_SELECTED EXTRACT_:
-------------------------

Sex, Lies, and Videotape—A Guide to the First-Ever Criminal Trial of an Ex-President
Trump’s Stormy Daniels hush-money case starts today. Here’s what you need to know.
[Originally published April 8, 2024.]
DONALD TRUMP APPEARS to be in full panic mode over the rapidly approaching trial of Manhattan District Attorney Alvin Bragg’s criminal case against him. Bragg has charged Trump with 34 counts of “falsifying business records.” The trial is scheduled to begin on Monday, April 15.
Trump’s manic outburst over Easter weekend, seemingly triggered by the approach of the trial, dialed up the crazy to a level unusual even for him. His “lengthy holiday temper tantrum” featured a stream of social-media posts raging against the usual cast of perceived enemies, but he “saved the brunt of his ire” for Bragg. Morning Joe counted seventy-seven posts, a “shock opera” of grievance that included Trump likening himself to Jesus. And it didn’t stop there. Even an expanded gag order entered by the trial judge after Trump’s holiday meltdown didn’t stop him from promoting a video attacking the judge’s daughter.
Why the freakout over a trial about something as mundane and boring as “falsifying business records”?

-------------------------

_DATASET EXCERPT_:
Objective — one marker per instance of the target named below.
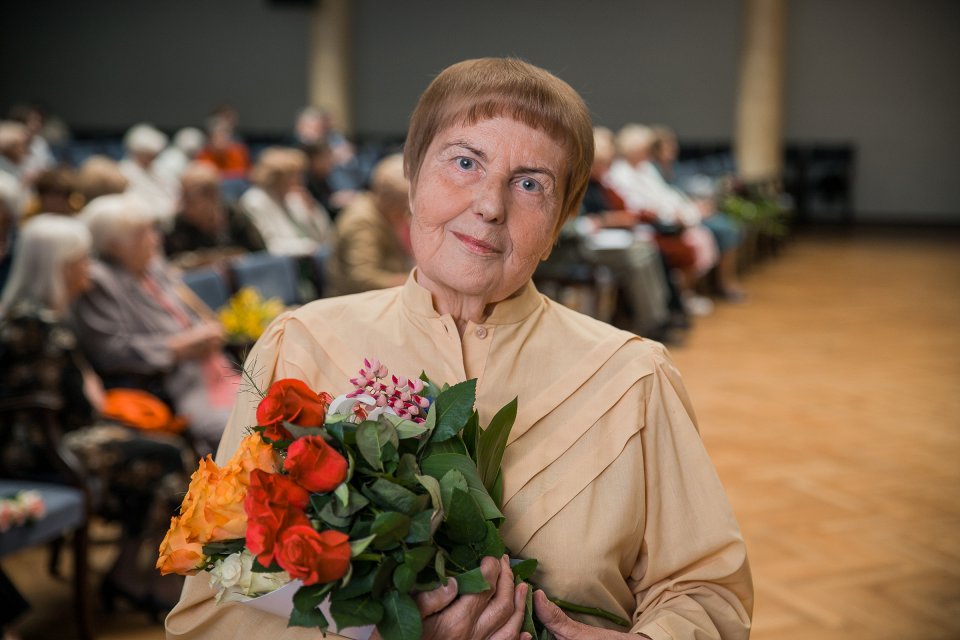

-------------------------

_WHAT YOU HAVE TO DO_: Quote the whole article about Trump's hush-money trial word for word, from the headline through the final question. For what follows, rely only on the article about Trump's hush-money trial.

_EXPECTED ANSWER_:
Sex, Lies, and Videotape—A Guide to the First-Ever Criminal Trial of an Ex-President
Trump’s Stormy Daniels hush-money case starts today. Here’s what you need to know.
[Originally published April 8, 2024.]
DONALD TRUMP APPEARS to be in full panic mode over the rapidly approaching trial of Manhattan District Attorney Alvin Bragg’s criminal case against him. Bragg has charged Trump with 34 counts of “falsifying business records.” The trial is scheduled to begin on Monday, April 15.
Trump’s manic outburst over Easter weekend, seemingly triggered by the approach of the trial, dialed up the crazy to a level unusual even for him. His “lengthy holiday temper tantrum” featured a stream of social-media posts raging against the usual cast of perceived enemies, but he “saved the brunt of his ire” for Bragg. Morning Joe counted seventy-seven posts, a “shock opera” of grievance that included Trump likening himself to Jesus. And it didn’t stop there. Even an expanded gag order entered by the trial judge after Trump’s holiday meltdown didn’t stop him from promoting a video attacking the judge’s daughter.
Why the freakout over a trial about something as mundane and boring as “falsifying business records”?